-- start of Dataset excerpts --
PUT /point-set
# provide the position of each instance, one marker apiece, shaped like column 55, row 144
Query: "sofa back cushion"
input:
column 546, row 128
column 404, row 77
-- end of Dataset excerpts --
*Your task:* Copy the lines above without changing any character.

*Output below:*
PUT /point-set
# provide the position of each instance, one marker apiece, shaped like column 55, row 144
Query: "sofa back cushion"
input:
column 546, row 128
column 404, row 77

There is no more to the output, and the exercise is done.